To be done: Locate the line containing "Could you point out the child cyclist" in the material below; repeat it and every line after it, exactly as written.

[Pointing and labeling entries]
—————

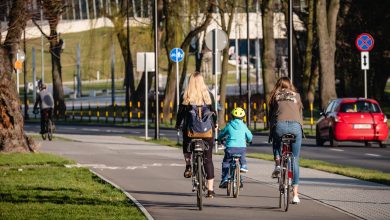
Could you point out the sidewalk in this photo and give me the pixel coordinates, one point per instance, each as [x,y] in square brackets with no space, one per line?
[132,164]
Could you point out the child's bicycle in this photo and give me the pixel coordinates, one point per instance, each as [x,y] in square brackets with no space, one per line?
[234,180]
[286,175]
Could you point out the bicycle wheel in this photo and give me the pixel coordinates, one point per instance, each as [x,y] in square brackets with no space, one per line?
[284,189]
[50,130]
[236,180]
[199,177]
[229,188]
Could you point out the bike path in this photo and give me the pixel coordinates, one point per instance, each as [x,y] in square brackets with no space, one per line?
[153,174]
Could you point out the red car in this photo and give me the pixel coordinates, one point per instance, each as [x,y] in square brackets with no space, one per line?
[352,119]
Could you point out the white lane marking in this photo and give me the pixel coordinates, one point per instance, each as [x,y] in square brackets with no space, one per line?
[90,129]
[103,166]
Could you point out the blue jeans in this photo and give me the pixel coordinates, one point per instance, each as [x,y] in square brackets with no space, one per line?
[228,158]
[291,127]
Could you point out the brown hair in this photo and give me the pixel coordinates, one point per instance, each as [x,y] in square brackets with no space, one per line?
[196,92]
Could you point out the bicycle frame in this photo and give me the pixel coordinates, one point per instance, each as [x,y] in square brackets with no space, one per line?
[198,146]
[234,180]
[287,172]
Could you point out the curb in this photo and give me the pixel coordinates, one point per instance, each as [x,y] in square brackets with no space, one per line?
[139,205]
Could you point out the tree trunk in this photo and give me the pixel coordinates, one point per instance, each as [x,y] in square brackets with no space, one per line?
[227,9]
[173,38]
[12,136]
[269,56]
[326,28]
[308,94]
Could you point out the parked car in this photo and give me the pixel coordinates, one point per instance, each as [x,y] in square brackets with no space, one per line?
[352,119]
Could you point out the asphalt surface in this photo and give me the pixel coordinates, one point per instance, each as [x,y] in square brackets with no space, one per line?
[153,175]
[348,153]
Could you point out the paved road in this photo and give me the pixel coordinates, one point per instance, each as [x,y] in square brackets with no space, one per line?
[349,153]
[153,175]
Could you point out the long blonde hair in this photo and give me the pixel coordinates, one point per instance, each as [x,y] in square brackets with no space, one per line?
[282,83]
[196,92]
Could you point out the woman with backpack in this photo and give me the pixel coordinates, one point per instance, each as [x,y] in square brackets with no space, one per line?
[197,94]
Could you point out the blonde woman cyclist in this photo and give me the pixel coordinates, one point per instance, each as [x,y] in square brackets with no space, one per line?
[197,93]
[286,117]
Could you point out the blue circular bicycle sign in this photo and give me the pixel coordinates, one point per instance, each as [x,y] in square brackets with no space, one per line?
[176,55]
[364,42]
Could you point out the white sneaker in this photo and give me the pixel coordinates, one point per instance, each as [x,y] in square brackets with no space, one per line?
[296,200]
[276,172]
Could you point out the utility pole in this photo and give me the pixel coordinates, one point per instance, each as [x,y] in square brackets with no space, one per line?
[248,74]
[157,126]
[127,83]
[290,51]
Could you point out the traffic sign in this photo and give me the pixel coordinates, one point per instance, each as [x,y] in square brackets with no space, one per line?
[176,55]
[364,42]
[365,60]
[221,40]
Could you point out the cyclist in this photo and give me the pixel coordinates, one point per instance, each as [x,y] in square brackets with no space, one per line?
[196,93]
[238,135]
[286,117]
[46,104]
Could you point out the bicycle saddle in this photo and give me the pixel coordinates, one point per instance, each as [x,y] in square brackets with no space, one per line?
[288,138]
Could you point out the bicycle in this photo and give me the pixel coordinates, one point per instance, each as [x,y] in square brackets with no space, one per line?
[234,180]
[287,168]
[198,146]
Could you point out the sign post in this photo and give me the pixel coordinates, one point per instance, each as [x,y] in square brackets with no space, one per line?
[177,55]
[365,42]
[145,63]
[216,40]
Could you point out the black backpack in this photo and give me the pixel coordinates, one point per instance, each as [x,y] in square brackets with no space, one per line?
[199,122]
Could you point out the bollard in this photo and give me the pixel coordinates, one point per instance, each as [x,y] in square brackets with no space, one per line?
[311,117]
[97,112]
[73,110]
[89,111]
[170,112]
[265,115]
[81,111]
[106,112]
[114,112]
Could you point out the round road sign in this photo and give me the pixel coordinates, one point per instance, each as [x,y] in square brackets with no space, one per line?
[364,42]
[222,39]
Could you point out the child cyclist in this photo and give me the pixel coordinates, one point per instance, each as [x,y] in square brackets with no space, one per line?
[237,135]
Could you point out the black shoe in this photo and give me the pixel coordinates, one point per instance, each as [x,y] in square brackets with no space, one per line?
[188,172]
[210,194]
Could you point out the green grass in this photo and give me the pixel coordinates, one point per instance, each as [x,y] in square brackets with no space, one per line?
[38,186]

—————

Reply to the task:
Could you point out the child cyclist in this photo and give me the pixel coordinates, one point per instance, each as [x,y] in square brackets with no space, one per line?
[237,135]
Could you point out the black shoe in this photo and give me the pixel coordinates, one point per instance, each as [x,y] in square brackets with no space, one per line?
[188,172]
[210,194]
Could you point out the green grass in this photo and give me the pixel coordinates, one point per instance, each as [x,y] in square brackets with no space, one per line?
[38,186]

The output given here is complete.